* [THE PROBLEM]:
Set down the line containing "positive clicks: (847, 470)" and every line that follows it in the listing below, exactly as written and with nothing added.
────────────────────
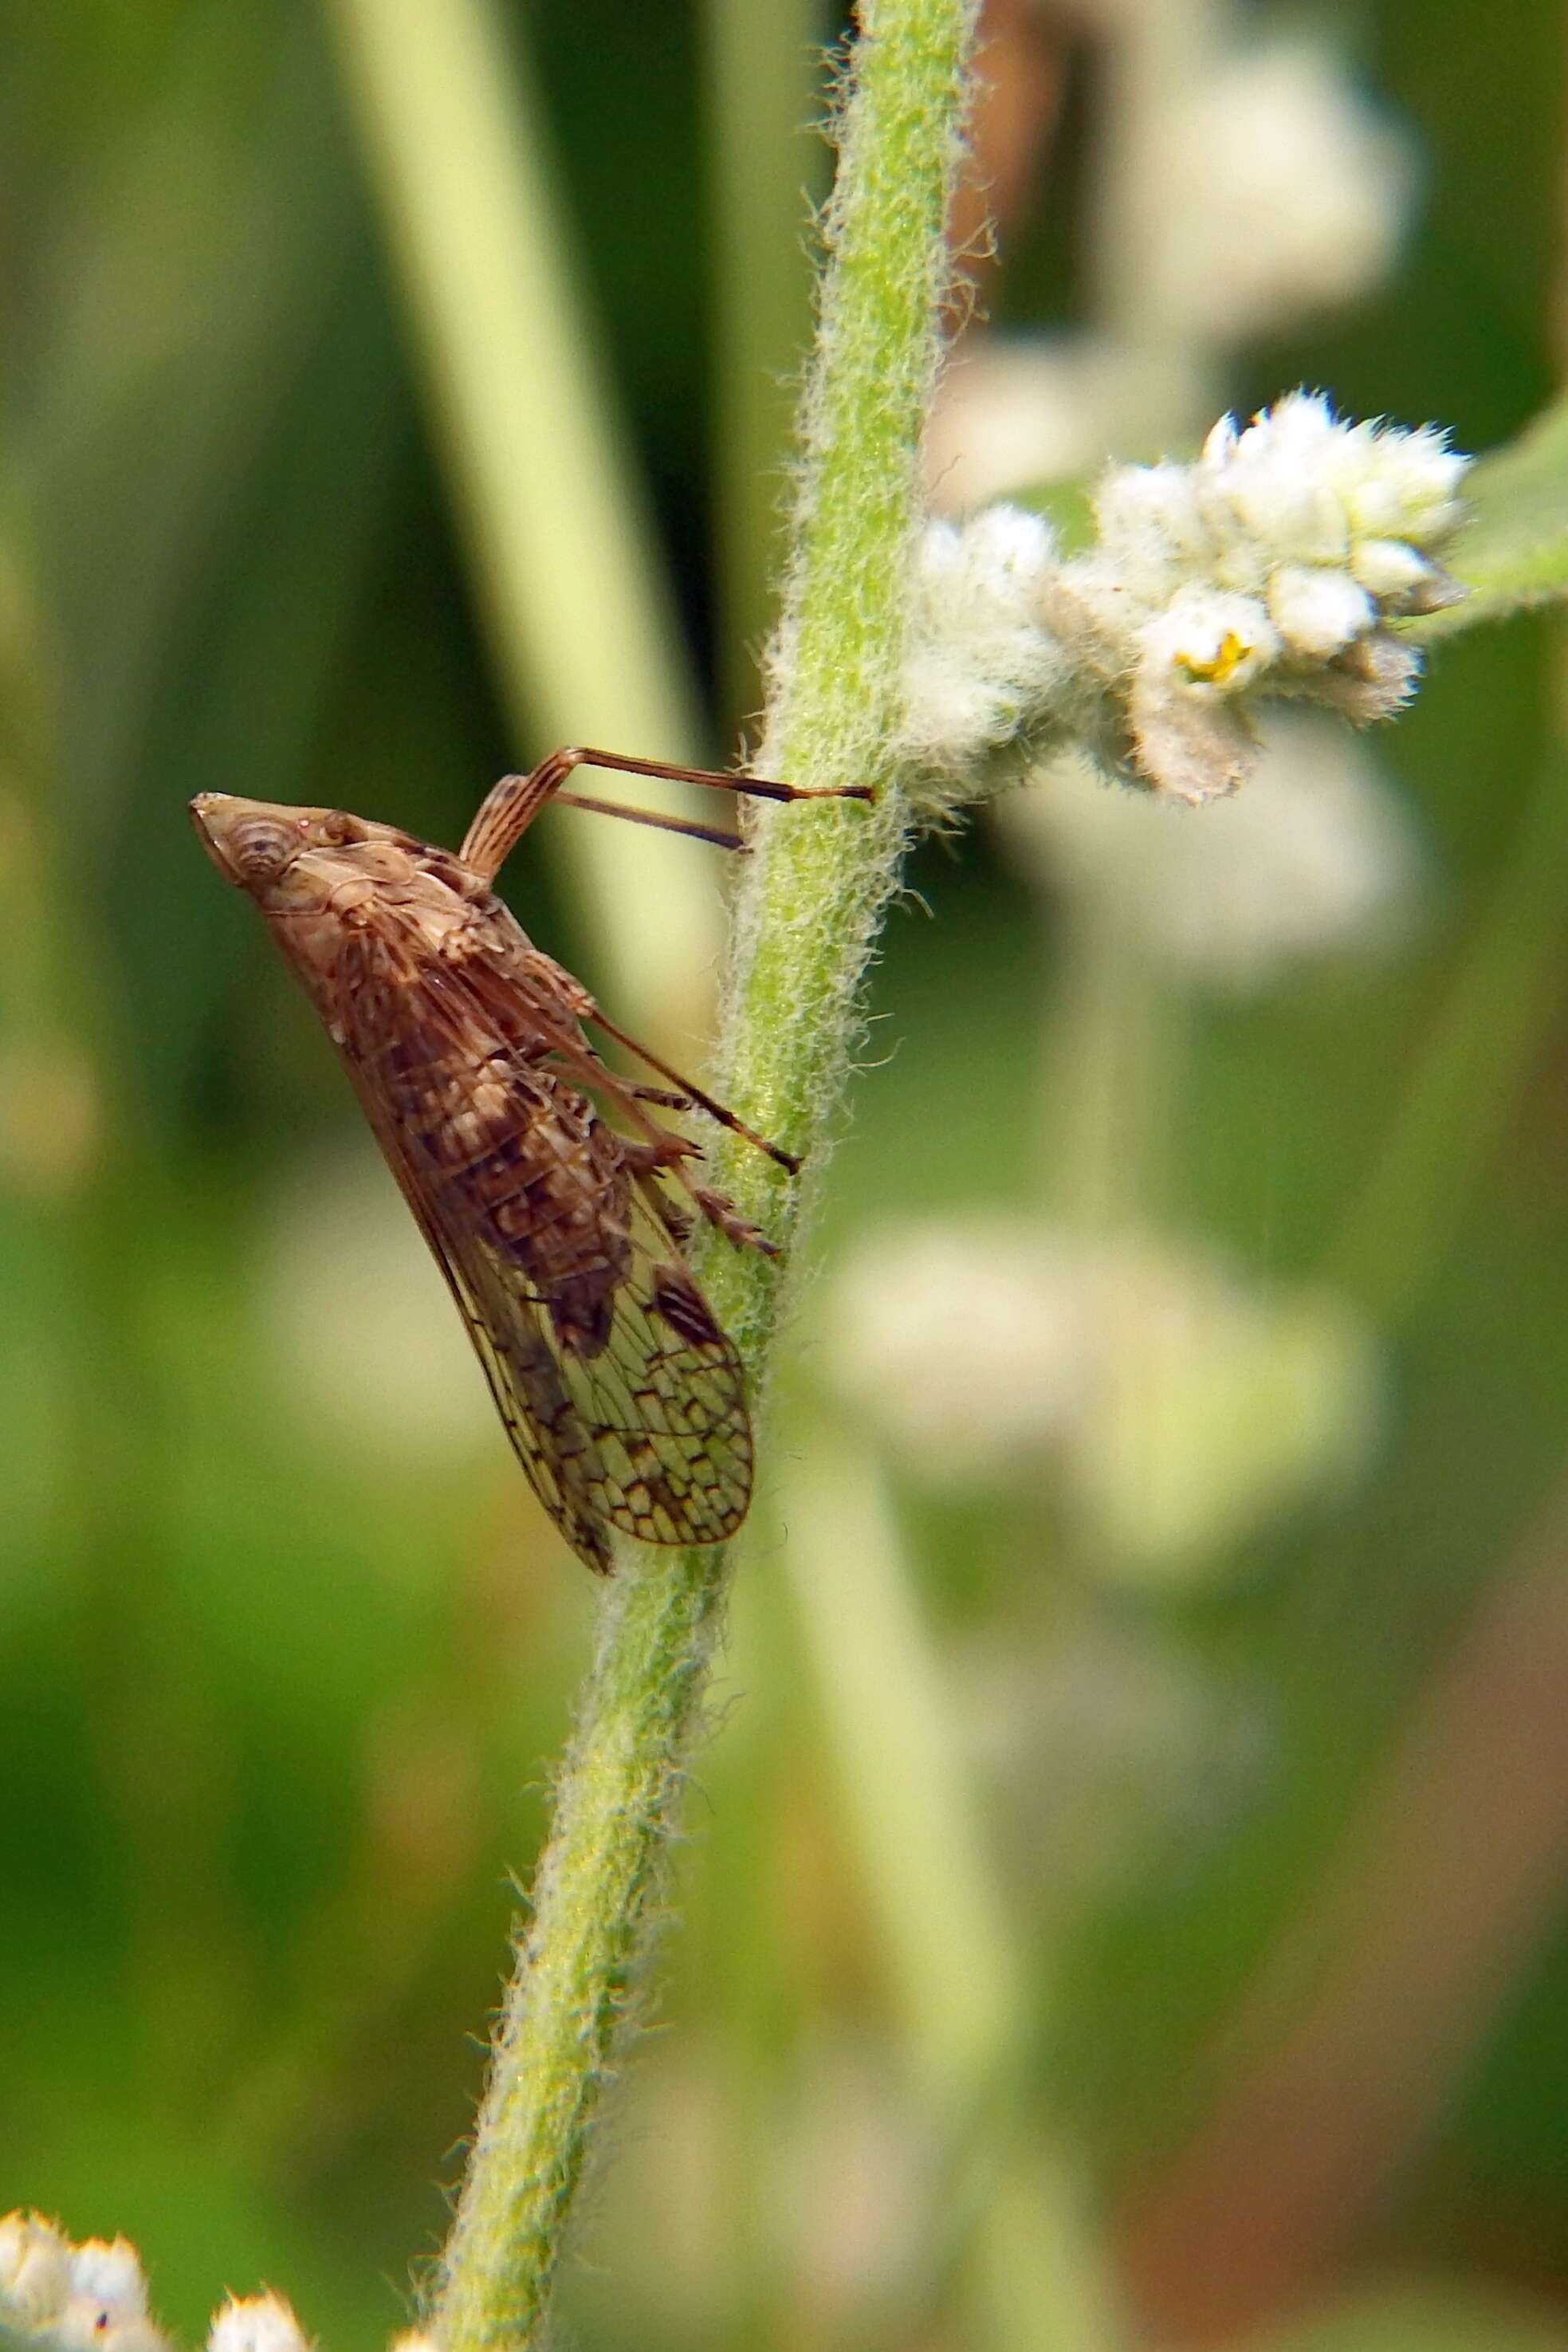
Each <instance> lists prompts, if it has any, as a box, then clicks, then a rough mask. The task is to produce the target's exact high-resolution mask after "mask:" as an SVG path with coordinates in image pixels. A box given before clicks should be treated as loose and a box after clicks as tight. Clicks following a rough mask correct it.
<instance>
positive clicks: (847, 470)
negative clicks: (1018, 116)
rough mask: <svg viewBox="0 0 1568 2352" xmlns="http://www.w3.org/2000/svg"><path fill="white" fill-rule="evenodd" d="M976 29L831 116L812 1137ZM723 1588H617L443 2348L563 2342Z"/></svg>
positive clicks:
────────────────────
* [COMPLETED TASK]:
positive clicks: (847, 470)
negative clicks: (1018, 116)
rough mask: <svg viewBox="0 0 1568 2352" xmlns="http://www.w3.org/2000/svg"><path fill="white" fill-rule="evenodd" d="M976 29L831 116L812 1137ZM723 1588H617L443 2348L563 2342Z"/></svg>
positive clicks:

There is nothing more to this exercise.